Work request: Gather every line of the entries that includes the word "smartphone".

**** Data records

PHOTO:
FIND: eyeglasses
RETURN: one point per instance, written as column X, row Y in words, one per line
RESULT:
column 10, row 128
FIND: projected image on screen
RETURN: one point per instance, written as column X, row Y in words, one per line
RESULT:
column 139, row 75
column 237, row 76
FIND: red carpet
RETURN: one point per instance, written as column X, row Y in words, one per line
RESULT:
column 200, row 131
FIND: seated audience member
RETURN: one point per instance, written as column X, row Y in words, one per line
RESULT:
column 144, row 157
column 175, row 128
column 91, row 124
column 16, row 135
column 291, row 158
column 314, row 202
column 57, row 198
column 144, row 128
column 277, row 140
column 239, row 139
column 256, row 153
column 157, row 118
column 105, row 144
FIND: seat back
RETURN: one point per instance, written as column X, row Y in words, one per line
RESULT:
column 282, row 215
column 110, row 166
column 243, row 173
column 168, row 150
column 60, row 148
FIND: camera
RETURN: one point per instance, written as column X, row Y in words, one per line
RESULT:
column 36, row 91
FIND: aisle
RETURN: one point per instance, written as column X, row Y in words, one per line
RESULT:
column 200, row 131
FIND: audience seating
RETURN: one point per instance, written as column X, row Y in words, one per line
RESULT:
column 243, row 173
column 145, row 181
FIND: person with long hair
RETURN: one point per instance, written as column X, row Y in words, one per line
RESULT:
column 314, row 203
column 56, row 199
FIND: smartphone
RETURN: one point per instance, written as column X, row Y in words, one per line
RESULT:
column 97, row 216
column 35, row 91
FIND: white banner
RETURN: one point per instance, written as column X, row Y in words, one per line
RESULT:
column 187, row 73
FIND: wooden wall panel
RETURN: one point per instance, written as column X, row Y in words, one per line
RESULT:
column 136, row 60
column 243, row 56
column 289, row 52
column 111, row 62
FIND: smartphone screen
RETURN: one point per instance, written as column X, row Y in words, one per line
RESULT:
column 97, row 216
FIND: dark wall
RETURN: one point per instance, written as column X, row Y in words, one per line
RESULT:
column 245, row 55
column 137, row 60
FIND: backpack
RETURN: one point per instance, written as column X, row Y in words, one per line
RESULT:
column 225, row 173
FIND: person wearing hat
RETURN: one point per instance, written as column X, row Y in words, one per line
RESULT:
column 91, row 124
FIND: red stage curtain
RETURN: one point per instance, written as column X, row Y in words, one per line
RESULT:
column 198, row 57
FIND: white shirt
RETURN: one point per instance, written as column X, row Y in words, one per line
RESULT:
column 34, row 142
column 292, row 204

********
**** Data records

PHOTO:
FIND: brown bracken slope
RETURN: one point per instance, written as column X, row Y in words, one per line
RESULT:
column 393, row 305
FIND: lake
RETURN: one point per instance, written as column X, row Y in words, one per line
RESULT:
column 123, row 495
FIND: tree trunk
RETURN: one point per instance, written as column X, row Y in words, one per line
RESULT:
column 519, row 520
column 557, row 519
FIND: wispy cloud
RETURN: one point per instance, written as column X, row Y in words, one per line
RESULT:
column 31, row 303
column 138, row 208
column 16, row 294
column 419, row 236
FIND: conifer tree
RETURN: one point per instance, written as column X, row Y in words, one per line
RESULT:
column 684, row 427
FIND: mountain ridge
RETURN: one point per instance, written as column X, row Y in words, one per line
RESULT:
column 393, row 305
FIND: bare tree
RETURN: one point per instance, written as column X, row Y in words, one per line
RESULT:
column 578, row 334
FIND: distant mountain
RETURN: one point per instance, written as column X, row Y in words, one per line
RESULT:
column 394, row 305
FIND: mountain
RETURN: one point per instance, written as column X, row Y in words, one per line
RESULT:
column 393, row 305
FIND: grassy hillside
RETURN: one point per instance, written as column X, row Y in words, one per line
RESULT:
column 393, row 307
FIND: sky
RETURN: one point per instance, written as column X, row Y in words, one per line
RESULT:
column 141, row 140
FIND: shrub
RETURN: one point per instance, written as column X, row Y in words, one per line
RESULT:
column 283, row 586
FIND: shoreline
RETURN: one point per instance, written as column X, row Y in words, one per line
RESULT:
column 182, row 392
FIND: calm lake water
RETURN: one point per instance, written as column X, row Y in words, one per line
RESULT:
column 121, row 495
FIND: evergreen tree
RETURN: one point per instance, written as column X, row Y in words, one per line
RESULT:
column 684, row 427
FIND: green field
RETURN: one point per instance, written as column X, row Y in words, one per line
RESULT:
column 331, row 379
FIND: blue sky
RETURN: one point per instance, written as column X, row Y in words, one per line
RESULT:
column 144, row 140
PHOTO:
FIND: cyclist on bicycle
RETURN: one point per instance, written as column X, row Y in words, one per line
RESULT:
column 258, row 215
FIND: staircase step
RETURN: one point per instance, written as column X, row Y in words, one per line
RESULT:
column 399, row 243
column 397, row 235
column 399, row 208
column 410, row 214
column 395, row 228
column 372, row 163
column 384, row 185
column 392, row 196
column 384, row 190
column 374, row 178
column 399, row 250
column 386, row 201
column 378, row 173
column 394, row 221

********

Answer box:
FIND: smartphone
FIND: smartphone screen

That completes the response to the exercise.